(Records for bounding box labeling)
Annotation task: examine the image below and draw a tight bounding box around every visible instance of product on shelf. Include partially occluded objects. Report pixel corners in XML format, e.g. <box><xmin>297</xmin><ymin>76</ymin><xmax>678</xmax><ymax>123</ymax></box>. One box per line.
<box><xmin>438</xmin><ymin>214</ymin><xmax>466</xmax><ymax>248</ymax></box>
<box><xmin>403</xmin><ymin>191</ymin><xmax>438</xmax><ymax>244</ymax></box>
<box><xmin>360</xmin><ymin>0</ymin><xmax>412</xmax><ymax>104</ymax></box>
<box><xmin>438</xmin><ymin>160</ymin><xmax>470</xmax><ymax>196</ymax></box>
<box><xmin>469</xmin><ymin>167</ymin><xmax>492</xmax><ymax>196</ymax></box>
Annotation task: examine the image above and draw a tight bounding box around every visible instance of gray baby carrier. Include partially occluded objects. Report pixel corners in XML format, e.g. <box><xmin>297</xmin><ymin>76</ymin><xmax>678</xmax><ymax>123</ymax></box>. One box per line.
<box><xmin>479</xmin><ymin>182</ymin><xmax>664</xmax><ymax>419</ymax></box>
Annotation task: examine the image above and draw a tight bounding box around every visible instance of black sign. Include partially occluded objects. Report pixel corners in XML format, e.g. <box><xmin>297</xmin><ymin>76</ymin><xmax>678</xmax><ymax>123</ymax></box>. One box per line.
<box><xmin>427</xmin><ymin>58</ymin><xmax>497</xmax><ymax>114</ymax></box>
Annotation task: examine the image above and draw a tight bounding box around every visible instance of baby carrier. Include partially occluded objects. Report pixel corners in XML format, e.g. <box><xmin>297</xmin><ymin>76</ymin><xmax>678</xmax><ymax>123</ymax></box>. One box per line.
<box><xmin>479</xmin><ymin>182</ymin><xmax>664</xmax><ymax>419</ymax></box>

• **The problem**
Copy all of the records above word for word.

• **The result**
Annotation task: examine the image below and draw a tight bounding box around every visible instance of product on shelf. Include partially occluded objects. Report pixel corners in XML format, e.g. <box><xmin>297</xmin><ymin>76</ymin><xmax>678</xmax><ymax>123</ymax></box>. One box per line.
<box><xmin>438</xmin><ymin>214</ymin><xmax>466</xmax><ymax>248</ymax></box>
<box><xmin>403</xmin><ymin>191</ymin><xmax>438</xmax><ymax>244</ymax></box>
<box><xmin>360</xmin><ymin>0</ymin><xmax>412</xmax><ymax>104</ymax></box>
<box><xmin>438</xmin><ymin>160</ymin><xmax>470</xmax><ymax>196</ymax></box>
<box><xmin>469</xmin><ymin>167</ymin><xmax>492</xmax><ymax>196</ymax></box>
Annotation task: examine the image above and draw a tight bounding box around every visible instance of gray baby carrier. Include partially occluded objects. Report pixel corners in XML format, e.g. <box><xmin>297</xmin><ymin>76</ymin><xmax>678</xmax><ymax>123</ymax></box>. One box per line.
<box><xmin>479</xmin><ymin>182</ymin><xmax>664</xmax><ymax>419</ymax></box>
Annotation task: examine the image above and draw a tight bounding box around every visible instance of black sign. Include partially occluded objects. Report pixel corners in XML format, e.g. <box><xmin>297</xmin><ymin>76</ymin><xmax>678</xmax><ymax>123</ymax></box>. One box per line.
<box><xmin>427</xmin><ymin>58</ymin><xmax>497</xmax><ymax>114</ymax></box>
Annotation task: examine the image above and draw a tight bounding box around every visible instance of baby carrier. Include partially occluded objects. Report pixel corners in XML format, e.g. <box><xmin>297</xmin><ymin>76</ymin><xmax>678</xmax><ymax>123</ymax></box>. One box per line.
<box><xmin>479</xmin><ymin>182</ymin><xmax>664</xmax><ymax>419</ymax></box>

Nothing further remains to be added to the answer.